**Stated goal A:** Write out, word for word, the part of the passage on the /RAS All Banks signal that begins at the words "In other words, /RAS" and ends after the words "(implemented) switch settings.".

The last three bits before the colon are the switch settings and therefore don't matter here. From visual inspection alone, I can tell that /RAS All Banks is only high when the top 3 bits are 1; the middle 5 bits count out the binary values from 0 to 31, and can be treated as don't care.

The top three bits correspond to /SMEMR, /SMEMW, /REFRESH signals respectively, so I believe that the logic equation for the /RAS All Banks signal for switch setting 000 is:

/RAS All Banks == /REFRESH && /SMEMW && /SMEMR

In other words, /RAS All Banks is only 1 if all of /SMEMR, /SMEMW, and /REFRESH are also 1. I know based on how 4164-style DRAM works that this is a reasonable-looking logic equation for controlling the /RAS signal on these DRAM chips. In fact, the same logic equation is used for all (implemented) switch settings.

Stored items
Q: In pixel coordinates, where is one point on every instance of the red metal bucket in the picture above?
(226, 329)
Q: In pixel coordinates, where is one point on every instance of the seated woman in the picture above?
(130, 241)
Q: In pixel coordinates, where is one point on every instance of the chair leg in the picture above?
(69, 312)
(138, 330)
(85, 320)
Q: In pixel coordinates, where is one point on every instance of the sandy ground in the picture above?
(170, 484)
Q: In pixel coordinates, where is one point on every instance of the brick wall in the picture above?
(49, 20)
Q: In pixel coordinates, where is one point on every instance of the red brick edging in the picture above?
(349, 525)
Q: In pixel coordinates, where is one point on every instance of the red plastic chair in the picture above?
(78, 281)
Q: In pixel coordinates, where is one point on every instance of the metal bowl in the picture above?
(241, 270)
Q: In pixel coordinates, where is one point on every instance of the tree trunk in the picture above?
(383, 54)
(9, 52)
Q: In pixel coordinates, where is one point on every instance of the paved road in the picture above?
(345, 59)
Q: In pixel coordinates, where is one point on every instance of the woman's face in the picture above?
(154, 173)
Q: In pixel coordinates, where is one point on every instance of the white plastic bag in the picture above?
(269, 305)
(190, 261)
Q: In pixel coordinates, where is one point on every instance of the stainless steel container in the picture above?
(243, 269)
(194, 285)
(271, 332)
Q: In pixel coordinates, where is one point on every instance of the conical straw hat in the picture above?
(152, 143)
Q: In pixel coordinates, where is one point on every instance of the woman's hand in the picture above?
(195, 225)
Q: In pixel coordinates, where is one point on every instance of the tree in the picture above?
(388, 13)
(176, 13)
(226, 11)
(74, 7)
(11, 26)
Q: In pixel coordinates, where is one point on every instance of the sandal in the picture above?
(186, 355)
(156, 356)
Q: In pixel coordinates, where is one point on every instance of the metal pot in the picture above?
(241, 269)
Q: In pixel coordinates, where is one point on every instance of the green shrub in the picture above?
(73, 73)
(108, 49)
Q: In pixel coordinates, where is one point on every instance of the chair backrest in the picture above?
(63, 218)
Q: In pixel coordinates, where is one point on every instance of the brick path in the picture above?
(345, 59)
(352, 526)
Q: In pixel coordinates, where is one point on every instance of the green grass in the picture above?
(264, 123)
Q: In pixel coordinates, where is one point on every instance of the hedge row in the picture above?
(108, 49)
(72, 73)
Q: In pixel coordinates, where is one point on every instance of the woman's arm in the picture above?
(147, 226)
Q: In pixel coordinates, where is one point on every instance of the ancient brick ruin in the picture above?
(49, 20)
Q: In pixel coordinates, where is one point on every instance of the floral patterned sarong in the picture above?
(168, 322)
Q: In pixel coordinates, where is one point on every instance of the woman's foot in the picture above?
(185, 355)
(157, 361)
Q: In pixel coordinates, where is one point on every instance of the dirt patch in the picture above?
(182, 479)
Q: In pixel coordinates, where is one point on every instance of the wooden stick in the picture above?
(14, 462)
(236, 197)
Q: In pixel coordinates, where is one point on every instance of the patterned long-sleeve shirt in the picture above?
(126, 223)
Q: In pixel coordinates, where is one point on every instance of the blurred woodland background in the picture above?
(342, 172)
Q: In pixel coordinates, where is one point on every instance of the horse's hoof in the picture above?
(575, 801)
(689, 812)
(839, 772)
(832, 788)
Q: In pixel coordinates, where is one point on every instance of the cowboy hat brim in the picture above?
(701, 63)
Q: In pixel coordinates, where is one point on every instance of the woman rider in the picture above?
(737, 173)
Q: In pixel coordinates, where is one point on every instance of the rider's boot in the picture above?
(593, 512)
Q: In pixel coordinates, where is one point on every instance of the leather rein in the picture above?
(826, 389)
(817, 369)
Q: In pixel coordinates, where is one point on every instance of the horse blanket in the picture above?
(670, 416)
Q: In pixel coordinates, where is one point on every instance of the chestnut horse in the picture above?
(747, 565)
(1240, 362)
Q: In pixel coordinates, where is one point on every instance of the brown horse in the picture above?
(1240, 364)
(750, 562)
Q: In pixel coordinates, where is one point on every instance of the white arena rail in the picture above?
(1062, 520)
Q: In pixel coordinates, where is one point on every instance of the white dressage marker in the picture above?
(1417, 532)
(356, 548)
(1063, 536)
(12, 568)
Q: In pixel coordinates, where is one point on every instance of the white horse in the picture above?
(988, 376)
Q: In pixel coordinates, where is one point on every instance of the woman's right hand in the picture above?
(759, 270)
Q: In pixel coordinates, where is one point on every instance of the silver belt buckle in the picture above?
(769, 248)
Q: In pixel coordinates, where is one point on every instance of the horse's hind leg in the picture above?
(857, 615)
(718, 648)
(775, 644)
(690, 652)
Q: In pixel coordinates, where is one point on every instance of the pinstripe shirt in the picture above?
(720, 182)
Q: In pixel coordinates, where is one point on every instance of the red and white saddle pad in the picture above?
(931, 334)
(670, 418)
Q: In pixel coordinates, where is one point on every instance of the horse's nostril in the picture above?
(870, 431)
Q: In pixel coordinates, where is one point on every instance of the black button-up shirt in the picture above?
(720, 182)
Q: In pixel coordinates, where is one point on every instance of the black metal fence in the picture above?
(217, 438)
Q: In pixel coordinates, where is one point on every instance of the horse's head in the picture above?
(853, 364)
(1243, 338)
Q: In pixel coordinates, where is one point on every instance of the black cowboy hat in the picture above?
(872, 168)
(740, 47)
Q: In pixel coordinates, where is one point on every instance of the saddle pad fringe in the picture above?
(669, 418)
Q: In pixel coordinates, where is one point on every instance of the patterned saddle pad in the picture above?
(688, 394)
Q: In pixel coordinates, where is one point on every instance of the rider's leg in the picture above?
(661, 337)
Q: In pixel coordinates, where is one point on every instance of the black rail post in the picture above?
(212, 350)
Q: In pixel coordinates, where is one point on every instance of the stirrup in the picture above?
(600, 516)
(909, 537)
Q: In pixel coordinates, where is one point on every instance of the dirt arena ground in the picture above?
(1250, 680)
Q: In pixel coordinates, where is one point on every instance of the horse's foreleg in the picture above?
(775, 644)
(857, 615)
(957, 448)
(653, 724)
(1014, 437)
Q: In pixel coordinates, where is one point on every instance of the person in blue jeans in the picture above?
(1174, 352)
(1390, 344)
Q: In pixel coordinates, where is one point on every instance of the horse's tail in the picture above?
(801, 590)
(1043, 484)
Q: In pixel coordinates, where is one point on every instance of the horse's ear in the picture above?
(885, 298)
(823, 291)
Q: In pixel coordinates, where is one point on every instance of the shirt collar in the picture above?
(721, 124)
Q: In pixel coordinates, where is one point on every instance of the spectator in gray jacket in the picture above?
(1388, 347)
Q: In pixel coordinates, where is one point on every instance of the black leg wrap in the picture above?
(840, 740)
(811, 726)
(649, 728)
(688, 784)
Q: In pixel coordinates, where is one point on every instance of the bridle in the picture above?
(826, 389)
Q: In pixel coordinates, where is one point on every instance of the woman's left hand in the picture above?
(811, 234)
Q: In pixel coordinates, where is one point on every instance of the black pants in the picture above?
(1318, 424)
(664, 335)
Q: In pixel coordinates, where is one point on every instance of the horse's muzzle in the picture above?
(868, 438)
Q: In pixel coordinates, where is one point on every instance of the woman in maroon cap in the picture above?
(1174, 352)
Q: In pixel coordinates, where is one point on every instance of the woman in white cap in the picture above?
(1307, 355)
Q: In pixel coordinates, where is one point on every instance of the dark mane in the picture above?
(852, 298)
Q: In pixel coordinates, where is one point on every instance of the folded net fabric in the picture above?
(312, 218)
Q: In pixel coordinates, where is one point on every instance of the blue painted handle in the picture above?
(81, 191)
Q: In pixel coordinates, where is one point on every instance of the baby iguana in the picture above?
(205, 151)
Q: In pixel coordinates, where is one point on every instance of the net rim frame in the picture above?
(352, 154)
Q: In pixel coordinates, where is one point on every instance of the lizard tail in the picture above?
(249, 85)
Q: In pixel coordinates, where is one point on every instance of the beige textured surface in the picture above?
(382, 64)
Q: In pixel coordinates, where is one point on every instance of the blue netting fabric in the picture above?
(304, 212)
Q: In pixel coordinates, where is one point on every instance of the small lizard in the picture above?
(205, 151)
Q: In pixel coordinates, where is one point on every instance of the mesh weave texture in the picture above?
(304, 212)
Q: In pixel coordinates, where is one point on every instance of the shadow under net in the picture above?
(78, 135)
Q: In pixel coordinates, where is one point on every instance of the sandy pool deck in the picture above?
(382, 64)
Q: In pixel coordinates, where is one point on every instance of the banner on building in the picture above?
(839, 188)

**Stated goal B:** Give again, without any change, the lines of the entries from the line containing "white horse in the picture above?" through the line containing "(1243, 338)", and include no other lines.

**Full output A:**
In other words, /RAS All Banks is only 1 if all of /SMEMR, /SMEMW, and /REFRESH are also 1. I know based on how 4164-style DRAM works that this is a reasonable-looking logic equation for controlling the /RAS signal on these DRAM chips. In fact, the same logic equation is used for all (implemented) switch settings.

**Full output B:**
Q: In pixel coordinates, where is one point on every instance of the white horse in the picture above?
(988, 376)
Q: In pixel coordinates, where is one point on every instance of the woman's right hand in the picture above?
(759, 270)
Q: In pixel coordinates, where is one point on every instance of the silver belt buckle in the picture above?
(769, 248)
Q: In pixel coordinates, where is one point on every instance of the horse's hind leg in the picture above?
(857, 615)
(718, 648)
(775, 644)
(690, 652)
Q: In pixel coordinates, where is one point on every instance of the pinstripe shirt in the picture above?
(720, 182)
Q: In pixel coordinates, where is one point on every instance of the red and white saddle pad in the picture above?
(931, 334)
(670, 418)
Q: In pixel coordinates, where is one point on every instance of the horse's nostril in the picture above?
(870, 431)
Q: In pixel coordinates, where is one point on every instance of the black button-up shirt in the picture above?
(720, 182)
Q: In pixel coordinates, where is one point on every instance of the black metal fence in the picture above?
(217, 438)
Q: In pixel coordinates, where is one point on every instance of the horse's head in the picture above?
(853, 364)
(1243, 338)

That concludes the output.